- TEXT EXTRACT
++++++++

The Metropolitan finally came through with a cover contract for the Countess in 1991. One morning at ten a.m., the word came that I would be going on for an indisposed Felicity Lott, whom I was understudying. It was one of those phone calls, like the one from Erica Gastelli when I got into Juilliard. Rick and I were living in a railroad flat, and I ran up and down the hallway shouting with joy. I made a few calls and tried to pull together all the friends and family I could to be in the audience and share this momentous occasion with me.
The Met’s
Figaro
was Jean-Pierre Ponnelle’s 1986 production, already a classic. I remember making my entrance feeling calm and prepared, and within minutes I was joined by Samuel Ramey and Frederica von Stade, two artists for whom I had tremendous admiration and two people I had never actually been introduced to before. And now there I was, singing with them on the stage of the Met! It was one of the many, many times in my life I felt grateful to Mozart.

++++++++

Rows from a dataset
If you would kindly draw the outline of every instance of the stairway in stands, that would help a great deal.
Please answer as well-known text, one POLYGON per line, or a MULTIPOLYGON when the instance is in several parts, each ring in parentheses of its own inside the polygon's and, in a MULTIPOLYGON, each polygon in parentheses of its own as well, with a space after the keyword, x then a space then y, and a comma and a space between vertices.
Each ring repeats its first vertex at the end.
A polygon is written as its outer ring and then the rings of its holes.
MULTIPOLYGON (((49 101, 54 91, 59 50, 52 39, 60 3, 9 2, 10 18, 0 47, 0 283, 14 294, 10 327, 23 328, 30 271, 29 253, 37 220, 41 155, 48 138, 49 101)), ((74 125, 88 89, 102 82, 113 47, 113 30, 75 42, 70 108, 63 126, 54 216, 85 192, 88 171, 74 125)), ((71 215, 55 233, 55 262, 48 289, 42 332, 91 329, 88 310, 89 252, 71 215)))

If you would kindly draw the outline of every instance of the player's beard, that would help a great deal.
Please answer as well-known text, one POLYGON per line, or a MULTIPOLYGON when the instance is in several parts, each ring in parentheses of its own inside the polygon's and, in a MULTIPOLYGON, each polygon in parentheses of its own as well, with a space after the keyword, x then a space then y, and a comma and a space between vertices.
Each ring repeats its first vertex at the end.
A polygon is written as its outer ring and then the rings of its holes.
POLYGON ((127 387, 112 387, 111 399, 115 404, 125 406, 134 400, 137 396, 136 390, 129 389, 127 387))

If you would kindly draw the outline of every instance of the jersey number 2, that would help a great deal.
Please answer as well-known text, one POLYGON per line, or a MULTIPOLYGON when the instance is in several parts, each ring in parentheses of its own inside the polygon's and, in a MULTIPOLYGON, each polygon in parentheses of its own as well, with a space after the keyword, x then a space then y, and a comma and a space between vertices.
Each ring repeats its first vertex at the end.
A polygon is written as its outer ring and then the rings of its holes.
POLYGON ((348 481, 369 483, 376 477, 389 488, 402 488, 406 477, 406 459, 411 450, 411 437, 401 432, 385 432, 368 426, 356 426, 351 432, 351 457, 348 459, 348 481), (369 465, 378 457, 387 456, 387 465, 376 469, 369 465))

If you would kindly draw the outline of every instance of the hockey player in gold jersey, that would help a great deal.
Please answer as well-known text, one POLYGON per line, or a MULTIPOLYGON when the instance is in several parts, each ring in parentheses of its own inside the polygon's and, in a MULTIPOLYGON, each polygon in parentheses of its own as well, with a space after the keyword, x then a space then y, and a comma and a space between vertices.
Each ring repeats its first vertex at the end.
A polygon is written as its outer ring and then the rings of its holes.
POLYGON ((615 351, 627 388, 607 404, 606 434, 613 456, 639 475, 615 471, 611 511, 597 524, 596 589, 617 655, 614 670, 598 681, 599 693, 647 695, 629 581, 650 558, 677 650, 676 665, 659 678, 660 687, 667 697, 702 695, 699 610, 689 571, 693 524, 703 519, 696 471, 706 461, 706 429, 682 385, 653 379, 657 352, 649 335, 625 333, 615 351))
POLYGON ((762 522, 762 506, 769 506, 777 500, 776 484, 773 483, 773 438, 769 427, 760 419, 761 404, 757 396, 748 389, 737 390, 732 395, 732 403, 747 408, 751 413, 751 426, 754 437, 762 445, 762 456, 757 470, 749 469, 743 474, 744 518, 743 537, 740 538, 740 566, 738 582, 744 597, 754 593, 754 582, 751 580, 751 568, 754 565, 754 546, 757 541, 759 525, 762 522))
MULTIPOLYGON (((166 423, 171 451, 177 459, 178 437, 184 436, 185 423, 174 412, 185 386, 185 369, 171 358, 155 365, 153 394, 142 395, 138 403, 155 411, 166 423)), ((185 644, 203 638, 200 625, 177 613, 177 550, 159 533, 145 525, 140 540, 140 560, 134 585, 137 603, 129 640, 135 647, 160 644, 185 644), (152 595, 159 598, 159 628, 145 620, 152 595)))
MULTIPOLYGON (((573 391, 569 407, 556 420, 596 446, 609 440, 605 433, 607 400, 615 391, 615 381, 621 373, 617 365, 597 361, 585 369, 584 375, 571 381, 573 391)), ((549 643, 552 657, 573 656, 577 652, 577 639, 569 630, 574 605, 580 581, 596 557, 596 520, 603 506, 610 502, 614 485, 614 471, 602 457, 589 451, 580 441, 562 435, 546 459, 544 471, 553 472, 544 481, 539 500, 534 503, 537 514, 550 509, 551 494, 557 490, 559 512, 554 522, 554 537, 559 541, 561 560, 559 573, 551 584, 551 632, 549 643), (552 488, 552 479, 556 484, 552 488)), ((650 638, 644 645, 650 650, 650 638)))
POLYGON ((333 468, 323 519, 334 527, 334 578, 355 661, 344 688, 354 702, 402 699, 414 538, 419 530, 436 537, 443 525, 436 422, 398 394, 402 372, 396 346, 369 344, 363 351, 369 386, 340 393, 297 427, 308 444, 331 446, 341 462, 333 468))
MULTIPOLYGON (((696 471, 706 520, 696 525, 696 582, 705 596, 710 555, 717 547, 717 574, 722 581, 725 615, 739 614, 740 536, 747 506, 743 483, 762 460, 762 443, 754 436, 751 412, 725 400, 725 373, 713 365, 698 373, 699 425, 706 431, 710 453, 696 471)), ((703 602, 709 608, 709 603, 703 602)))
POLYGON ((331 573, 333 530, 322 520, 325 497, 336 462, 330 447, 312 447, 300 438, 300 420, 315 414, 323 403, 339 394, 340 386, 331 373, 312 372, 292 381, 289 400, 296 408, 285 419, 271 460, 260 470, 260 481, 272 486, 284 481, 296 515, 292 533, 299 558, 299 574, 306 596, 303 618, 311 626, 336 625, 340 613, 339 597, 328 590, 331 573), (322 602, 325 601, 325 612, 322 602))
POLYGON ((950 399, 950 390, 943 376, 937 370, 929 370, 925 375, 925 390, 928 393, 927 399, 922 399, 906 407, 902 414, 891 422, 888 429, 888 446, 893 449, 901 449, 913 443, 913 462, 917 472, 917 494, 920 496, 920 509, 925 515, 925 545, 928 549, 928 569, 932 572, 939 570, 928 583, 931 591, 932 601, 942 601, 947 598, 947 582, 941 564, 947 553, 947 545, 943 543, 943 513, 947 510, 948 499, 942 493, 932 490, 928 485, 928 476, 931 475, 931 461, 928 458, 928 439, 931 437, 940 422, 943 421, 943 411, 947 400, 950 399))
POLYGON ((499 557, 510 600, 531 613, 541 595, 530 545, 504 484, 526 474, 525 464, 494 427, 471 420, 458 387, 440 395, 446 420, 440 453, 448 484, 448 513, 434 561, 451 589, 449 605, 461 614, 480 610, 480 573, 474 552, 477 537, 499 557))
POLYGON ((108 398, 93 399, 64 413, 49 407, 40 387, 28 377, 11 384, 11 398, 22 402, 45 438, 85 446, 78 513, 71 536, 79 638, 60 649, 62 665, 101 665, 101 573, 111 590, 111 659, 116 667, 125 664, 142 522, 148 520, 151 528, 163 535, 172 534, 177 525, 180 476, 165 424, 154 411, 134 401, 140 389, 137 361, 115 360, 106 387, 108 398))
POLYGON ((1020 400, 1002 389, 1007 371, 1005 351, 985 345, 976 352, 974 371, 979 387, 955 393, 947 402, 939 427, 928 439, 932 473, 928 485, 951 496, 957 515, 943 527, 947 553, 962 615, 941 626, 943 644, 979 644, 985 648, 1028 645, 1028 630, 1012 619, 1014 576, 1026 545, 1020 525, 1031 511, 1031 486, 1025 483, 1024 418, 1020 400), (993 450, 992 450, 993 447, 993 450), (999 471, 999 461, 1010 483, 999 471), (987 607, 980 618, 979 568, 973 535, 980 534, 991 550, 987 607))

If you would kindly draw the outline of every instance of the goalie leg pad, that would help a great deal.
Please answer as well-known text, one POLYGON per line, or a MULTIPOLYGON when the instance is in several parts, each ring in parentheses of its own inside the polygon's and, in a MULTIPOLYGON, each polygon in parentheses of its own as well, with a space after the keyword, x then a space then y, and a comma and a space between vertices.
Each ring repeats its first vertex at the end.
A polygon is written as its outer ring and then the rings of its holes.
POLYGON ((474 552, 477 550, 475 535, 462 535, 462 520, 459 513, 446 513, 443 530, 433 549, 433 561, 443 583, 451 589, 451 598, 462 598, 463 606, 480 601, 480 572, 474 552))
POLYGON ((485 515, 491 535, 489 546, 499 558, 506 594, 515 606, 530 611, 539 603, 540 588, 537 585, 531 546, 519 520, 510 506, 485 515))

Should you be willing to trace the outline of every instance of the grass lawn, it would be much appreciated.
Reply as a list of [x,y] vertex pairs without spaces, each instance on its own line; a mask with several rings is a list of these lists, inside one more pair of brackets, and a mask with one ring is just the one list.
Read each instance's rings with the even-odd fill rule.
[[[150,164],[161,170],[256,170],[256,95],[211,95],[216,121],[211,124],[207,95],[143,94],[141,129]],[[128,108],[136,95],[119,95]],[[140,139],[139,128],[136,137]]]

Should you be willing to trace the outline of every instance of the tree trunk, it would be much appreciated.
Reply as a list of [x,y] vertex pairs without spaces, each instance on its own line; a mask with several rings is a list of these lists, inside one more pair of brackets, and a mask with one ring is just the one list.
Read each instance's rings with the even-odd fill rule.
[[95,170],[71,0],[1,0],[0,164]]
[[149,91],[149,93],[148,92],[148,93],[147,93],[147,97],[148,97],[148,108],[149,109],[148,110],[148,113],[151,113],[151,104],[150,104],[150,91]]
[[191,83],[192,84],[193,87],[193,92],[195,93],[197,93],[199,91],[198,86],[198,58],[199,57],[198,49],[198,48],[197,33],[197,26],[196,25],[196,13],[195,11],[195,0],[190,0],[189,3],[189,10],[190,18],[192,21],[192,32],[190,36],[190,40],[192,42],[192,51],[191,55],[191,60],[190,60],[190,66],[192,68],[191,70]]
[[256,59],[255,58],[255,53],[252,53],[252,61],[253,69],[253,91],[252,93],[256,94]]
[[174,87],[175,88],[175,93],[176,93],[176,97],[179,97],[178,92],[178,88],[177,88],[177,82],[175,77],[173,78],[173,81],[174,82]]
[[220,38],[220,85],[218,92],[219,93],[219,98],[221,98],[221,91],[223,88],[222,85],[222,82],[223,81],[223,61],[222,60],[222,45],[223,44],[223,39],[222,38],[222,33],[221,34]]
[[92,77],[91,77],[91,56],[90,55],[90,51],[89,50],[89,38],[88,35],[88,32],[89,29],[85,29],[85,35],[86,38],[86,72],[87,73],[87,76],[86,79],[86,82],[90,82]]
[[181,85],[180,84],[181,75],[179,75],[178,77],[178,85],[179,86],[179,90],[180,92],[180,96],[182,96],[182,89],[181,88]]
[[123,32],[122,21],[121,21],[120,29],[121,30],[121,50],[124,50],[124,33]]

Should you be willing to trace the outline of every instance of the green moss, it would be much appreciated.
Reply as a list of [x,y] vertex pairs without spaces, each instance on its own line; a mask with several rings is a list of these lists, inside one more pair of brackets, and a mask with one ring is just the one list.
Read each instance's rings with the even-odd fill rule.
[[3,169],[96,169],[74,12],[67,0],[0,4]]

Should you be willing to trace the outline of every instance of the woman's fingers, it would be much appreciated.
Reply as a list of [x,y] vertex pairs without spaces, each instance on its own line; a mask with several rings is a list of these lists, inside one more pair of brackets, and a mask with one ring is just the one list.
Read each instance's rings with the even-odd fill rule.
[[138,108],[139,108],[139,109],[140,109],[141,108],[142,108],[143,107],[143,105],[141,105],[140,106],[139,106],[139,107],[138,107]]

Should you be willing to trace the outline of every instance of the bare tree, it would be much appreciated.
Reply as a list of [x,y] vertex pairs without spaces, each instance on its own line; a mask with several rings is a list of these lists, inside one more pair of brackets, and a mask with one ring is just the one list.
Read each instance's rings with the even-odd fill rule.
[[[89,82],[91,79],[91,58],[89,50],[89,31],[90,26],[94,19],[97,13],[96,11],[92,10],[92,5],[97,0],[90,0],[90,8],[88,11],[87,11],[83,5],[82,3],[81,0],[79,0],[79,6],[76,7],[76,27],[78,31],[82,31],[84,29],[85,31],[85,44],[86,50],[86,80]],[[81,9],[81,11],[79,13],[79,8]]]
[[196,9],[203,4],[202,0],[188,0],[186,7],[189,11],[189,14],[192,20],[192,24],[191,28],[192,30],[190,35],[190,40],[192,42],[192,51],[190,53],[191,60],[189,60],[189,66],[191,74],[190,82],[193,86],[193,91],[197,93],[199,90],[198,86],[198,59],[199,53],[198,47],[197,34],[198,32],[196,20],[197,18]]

++++++++

- PROBLEMS TO WORK ON
- a) List every person mentioned by name in the excerpt about the Met performance.
- b) Answer these questions using the excerpt about the Met performance:
(i) In what year did the Metropolitan give the cover contract for the Countess?
(ii) What kind of home were Rick and the narrator living in?
(iii) Whose production was the Met's Figaro, and from what year?

- SOLUTIONS BY TASK
- a)
Felicity Lott
Erica Gastelli
Rick
Jean-Pierre Ponnelle
Samuel Ramey
Frederica von Stade
Mozart

- b)
(i) 1991
(ii) A railroad flat
(iii) Jean-Pierre Ponnelle's, from 1986